DATA PROVIDED:
■ ■ ■ ■ ■ ■ ■

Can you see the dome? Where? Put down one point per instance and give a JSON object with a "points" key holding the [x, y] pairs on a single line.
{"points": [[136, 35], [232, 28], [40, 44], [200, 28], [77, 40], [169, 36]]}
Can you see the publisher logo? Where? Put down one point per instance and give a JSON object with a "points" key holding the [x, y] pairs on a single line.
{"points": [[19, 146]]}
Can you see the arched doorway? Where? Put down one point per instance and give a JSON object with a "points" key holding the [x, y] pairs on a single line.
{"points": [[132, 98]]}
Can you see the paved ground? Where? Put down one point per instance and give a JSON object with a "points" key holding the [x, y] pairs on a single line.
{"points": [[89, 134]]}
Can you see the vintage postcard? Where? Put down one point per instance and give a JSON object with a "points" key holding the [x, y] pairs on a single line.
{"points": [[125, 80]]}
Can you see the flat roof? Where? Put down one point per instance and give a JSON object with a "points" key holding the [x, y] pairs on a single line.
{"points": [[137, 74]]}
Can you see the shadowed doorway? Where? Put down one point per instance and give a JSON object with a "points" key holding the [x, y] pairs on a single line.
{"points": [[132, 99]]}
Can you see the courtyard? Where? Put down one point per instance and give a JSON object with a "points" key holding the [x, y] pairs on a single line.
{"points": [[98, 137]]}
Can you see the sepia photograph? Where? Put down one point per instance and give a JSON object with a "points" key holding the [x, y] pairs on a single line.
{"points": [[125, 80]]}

■ ■ ■ ■ ■ ■ ■

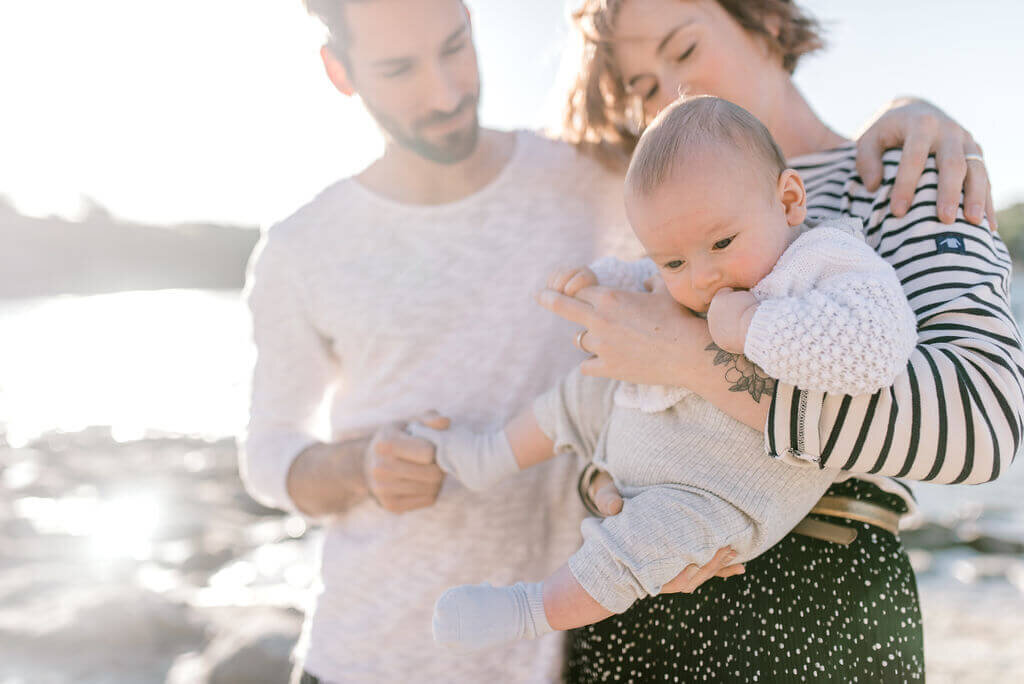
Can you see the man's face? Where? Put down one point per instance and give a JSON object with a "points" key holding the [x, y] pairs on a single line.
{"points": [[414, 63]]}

■ ■ ■ ■ ■ ■ ■

EXERCISE AIM: Which lines in the items above contain the word "flat", with case counting? Show each one in full.

IN RESPONSE:
Can you see the flat roof? Where? Put down one point per instance and give a JSON object with a "points" key holding the [x, y] pairs on a single line.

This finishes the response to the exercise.